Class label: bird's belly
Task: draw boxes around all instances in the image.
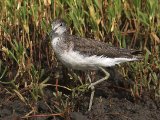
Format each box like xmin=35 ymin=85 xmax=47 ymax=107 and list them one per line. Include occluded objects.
xmin=56 ymin=50 xmax=136 ymax=70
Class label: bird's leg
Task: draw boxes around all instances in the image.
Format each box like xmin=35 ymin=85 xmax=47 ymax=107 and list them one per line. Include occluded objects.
xmin=87 ymin=74 xmax=95 ymax=111
xmin=88 ymin=67 xmax=110 ymax=111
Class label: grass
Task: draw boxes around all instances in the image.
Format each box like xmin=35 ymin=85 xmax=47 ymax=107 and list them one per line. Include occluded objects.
xmin=0 ymin=0 xmax=160 ymax=118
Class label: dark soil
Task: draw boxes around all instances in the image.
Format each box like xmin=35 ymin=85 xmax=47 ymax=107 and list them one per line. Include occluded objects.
xmin=0 ymin=68 xmax=160 ymax=120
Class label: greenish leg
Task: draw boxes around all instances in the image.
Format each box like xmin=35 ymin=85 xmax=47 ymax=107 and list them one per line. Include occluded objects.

+++++

SHORT TASK
Rewrite all the records above, swapping "Include occluded objects" for "Exclude occluded objects" and changing nothing else. Leave the pictures out.

EXERCISE ANSWER
Class label: bird's belly
Task: draw boxes around all instances in the image.
Format each box like xmin=35 ymin=85 xmax=47 ymax=107 and list them one per line. Exclude occluded objects.
xmin=56 ymin=50 xmax=136 ymax=70
Class label: bird's leg
Task: draw boxes around all instances in the image.
Format each box like xmin=35 ymin=85 xmax=47 ymax=107 and list them one per line. Exclude occluded objects.
xmin=87 ymin=74 xmax=95 ymax=111
xmin=88 ymin=67 xmax=110 ymax=111
Class label: grass
Task: draw boxes around all instances in the image.
Format each box like xmin=35 ymin=85 xmax=47 ymax=107 and list them one per line. Exclude occluded objects.
xmin=0 ymin=0 xmax=160 ymax=118
Class label: dark soil
Task: draw boxes around all instances in the image.
Format each box like xmin=35 ymin=85 xmax=47 ymax=107 and list them one per line. Exclude occluded objects.
xmin=0 ymin=68 xmax=160 ymax=120
Class label: greenish leg
Task: draw boxes around all instances in the image.
Format each box like xmin=35 ymin=85 xmax=47 ymax=107 and list them one per line. Exclude occluded objects.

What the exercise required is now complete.